Exercise description
Reproduce every line of the material below without altering a single character.

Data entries
***
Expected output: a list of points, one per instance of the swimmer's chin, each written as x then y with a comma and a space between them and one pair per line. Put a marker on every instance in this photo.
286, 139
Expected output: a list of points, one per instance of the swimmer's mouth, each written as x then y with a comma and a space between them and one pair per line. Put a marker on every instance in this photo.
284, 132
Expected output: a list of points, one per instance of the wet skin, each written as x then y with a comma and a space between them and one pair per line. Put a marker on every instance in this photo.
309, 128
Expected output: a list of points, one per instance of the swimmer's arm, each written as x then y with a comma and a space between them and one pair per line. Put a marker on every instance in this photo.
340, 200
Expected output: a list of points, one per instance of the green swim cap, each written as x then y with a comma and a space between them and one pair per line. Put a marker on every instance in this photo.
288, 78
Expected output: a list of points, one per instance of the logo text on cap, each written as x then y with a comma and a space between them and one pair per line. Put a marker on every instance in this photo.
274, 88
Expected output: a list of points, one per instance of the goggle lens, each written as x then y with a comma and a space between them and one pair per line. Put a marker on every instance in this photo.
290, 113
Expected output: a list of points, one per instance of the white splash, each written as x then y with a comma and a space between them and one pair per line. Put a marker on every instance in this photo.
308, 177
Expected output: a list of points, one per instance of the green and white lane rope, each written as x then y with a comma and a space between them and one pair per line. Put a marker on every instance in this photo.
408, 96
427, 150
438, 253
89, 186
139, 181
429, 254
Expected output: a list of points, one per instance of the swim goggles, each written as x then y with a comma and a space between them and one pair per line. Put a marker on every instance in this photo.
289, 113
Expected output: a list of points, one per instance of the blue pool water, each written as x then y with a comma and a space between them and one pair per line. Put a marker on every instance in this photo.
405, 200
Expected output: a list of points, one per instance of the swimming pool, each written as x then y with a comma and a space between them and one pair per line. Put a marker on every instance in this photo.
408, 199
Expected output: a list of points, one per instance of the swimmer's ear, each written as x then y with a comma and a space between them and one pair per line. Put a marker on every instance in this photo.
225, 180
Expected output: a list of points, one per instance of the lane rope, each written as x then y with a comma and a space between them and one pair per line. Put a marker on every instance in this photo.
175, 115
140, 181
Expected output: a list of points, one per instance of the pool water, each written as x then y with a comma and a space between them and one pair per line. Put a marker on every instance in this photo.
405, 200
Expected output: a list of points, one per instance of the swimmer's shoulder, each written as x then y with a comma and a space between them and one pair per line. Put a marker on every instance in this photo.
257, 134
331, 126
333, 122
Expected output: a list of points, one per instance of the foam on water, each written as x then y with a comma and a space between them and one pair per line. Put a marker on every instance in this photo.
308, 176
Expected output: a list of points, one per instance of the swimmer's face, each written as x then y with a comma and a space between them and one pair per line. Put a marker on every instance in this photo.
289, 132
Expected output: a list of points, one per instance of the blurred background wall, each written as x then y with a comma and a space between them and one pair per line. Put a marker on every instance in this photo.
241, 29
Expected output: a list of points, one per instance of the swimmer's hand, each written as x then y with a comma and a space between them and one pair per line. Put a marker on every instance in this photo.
***
Solution to the exercise
Expected output: a list of points, one per instance of the swimmer's chin, each written as x then y with a comma and a space between them and one pair per line. Put a marker on every instance in this photo.
286, 139
Expected output: a list of points, one per instance of the swimmer's mouth, each written as x then y with a comma and a space between them and one pair per line. Put a marker on every instance in this photo.
284, 132
Expected output: a list of points, one per instance of the wet skin, each written as x then y with a comma and a space between them and one pair per line. Put a marker on every instance in this photo.
309, 128
Expected output: a list of points, one per instance of the swimmer's arm, each written as x then y with a comma and a space between them and one pair per line. Put a marker on every instance in this photo.
340, 200
Expected output: a list of points, one per instance of the green swim cap, each written as x then y with a comma and a space between them and one pair per line. Put a marker on every instance in this photo.
288, 78
Expected output: a list of points, one per instance of the logo text on cap, each written as x then y with a comma and a space between them and one pair per line. Put a marker on every instance in this photo.
274, 88
Expected output: a list of points, one per instance of the goggle lens, each written as x then y with a comma and a space between them and one pair per line. Put a marker on every instance in this photo.
290, 113
Expected output: a list of points, one per instance of the white splash, each written as x then y with a comma and a space between them and one pair per line. Put a marker on every instance in this photo.
308, 177
Expected output: a list of points, one per instance of the green and white lane rope, each written as x then y with a comma and a space between them and one pair per line. Put a marker on every instance in this photo.
408, 96
427, 150
438, 253
89, 186
139, 181
429, 254
Expected output: a list of points, one per instance of the swim goggles, each written as x then y with a comma and a space between them and one pair per line. Put a marker on every instance in this photo.
289, 113
Expected output: a list of points, one per instance of the blue pool water, each written as x then y with a comma and a space between them and one pair per line. Put a marker on every instance in this photo.
405, 200
Expected output: a list of points, one per instance of the swimming pool, each written as x then y with a comma and a space between them and one pair per line. Put a marker on every instance in this photo.
408, 199
Expected output: a list of points, one per instance of the swimmer's ear, each written as x then y with a comma and a space between them and one pair per line. Put a marker on every instance in this photo.
225, 180
Expected output: a list of points, one per instance of the lane rope, each written as x then y with a comma and a space between them and one pair per line. Put a marker on every instance in this photo.
175, 115
140, 181
Expected output: a list of points, one per instance of the pool water, each written as x then y with a comma and a space between them and one pair per line. Put a marker on every instance in this photo.
405, 200
Expected output: a list of points, one per instance of the swimmer's shoulder, each written as x then y with a comma and a space between them and one pair per line. Put a marker on every instance in this photo.
257, 134
331, 126
333, 122
Expected output: a list of points, one per instance of the foam on water, each written as x then y with a comma and a space between them and one pair per line. Put a marker on every instance in this photo.
308, 176
Expected output: a list of points, one per instance of the swimmer's face, each written as x then y with a comma and a space between them and one pair per line. Put a marker on every instance in this photo.
289, 132
Expected output: a list of points, one per instance of the blurred background wall, each written as x then y with a comma and a space between them and one pair per line. Put a marker on every instance in this photo.
241, 29
Expected output: a list of points, one per instance of the swimmer's hand, each written as x then y with a comma and a space between them and one pair per line. Put a marker on every instance in this photo.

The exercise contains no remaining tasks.